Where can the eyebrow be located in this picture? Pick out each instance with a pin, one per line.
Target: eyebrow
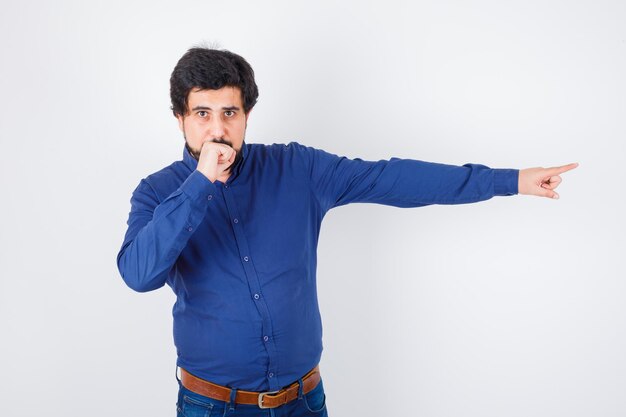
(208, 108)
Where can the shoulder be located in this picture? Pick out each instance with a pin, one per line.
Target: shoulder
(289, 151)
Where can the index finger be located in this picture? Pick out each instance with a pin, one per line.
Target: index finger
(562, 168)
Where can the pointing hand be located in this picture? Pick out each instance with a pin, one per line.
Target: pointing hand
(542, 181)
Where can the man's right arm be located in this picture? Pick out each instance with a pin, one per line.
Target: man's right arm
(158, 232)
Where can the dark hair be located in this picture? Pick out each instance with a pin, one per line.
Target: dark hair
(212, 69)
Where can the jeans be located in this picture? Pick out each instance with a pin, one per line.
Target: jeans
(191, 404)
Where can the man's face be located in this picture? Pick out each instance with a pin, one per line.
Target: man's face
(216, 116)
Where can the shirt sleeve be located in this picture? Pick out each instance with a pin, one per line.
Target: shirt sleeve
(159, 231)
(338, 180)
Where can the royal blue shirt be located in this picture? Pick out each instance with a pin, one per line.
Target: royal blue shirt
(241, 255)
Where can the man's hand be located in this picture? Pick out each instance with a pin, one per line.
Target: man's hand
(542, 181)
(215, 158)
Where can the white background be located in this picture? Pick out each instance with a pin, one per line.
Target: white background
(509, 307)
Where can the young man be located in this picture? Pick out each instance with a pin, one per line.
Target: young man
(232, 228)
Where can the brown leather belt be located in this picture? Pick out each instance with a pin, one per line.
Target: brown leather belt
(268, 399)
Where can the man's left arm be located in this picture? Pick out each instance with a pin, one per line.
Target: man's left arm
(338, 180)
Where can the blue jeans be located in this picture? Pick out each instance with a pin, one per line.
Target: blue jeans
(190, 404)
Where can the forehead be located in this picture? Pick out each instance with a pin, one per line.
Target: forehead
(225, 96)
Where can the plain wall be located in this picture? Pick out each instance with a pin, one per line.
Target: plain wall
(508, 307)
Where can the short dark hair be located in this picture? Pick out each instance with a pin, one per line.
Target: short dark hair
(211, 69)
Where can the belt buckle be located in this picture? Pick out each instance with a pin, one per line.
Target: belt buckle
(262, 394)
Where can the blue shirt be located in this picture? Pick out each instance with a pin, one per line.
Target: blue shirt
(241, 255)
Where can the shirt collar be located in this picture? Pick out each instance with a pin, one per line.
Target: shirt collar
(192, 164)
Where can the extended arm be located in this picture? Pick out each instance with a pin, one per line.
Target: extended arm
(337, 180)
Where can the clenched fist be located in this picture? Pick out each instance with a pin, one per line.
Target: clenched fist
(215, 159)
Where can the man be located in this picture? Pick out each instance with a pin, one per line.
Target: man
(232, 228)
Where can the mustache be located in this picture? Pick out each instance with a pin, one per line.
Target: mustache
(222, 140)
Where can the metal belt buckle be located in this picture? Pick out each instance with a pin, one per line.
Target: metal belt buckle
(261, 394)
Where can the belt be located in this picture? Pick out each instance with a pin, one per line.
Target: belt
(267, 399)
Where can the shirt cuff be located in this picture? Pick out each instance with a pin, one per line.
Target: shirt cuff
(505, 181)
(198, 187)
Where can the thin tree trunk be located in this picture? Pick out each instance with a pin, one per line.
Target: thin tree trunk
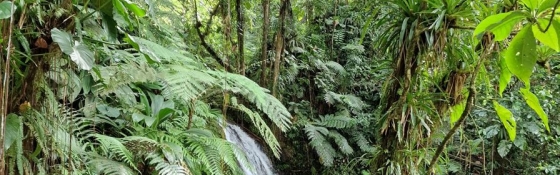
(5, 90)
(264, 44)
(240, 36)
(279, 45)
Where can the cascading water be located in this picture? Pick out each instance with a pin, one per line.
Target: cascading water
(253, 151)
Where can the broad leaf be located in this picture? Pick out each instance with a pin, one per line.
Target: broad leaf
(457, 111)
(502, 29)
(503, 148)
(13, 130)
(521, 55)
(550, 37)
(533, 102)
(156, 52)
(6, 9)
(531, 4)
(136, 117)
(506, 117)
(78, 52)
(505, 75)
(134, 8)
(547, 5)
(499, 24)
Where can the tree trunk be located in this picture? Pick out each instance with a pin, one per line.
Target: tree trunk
== == ==
Task goal: Reproduce, exactly and without pictures, the lines above from the one containing "Where can the short" through the last line of the material, both ends included, and nothing more.

Problem solution:
Where can the short dark hair be located in this picture? Pick out each instance with a pin, one per line.
Target: short dark hair
(211, 69)
Where can the belt buckle be located in this picture? Pick out each instance with a pin, one per line.
Target: belt buckle
(262, 394)
Where can the blue shirt be located in this picture? Pick out each instance with a pin, one per line.
Target: blue shirt
(241, 255)
Where can the shirt collar be located in this picture? Pick out each instance with a pin, one per line.
Target: shirt collar
(192, 164)
Where can the extended arm be located in this picture? Pick out each instance with a pin, one per line.
Target: extended arm
(337, 180)
Where can the clenched fist be located in this picture? Pick out each instance with a pin, one per line.
Target: clenched fist
(215, 159)
Where can the man be located in this picture? Pick out each instance with a pin, one per line.
Target: man
(232, 228)
Where can the mustache be located in this picture? Pick out each instance with a pin, one per line.
Target: mustache
(222, 140)
Where can the metal belt buckle be located in this picture? Pick out each instance with a pin, one per line.
Target: metal belt buckle
(261, 394)
Where can the belt be located in this picture? Pick out each instance with a pin, one per line.
Target: belt
(267, 399)
Where can the shirt cuff be located in this picture? Pick out each instance with a pin, one per line.
Target: shirt cuff
(505, 181)
(198, 187)
Where can the thin tree trunk be located in this picture? Pick out each instance with a pin, one per line.
Target: thin tree trunk
(5, 90)
(264, 44)
(240, 36)
(279, 45)
Where can the cascading water be located in this picture? Pick out each instance with a pin, one per line.
Target: cascading water
(253, 151)
Where can the broad leaf be located in this picture? Pick out each instance with a pin, one per line.
Target: broad leaf
(457, 111)
(502, 29)
(503, 148)
(13, 130)
(521, 55)
(550, 37)
(533, 102)
(156, 52)
(6, 9)
(531, 4)
(136, 117)
(506, 117)
(78, 52)
(505, 75)
(134, 8)
(547, 5)
(499, 24)
Where can the tree trunk be located in this picture? Pick out each instance with a pin, one per line.
Target: tree trunk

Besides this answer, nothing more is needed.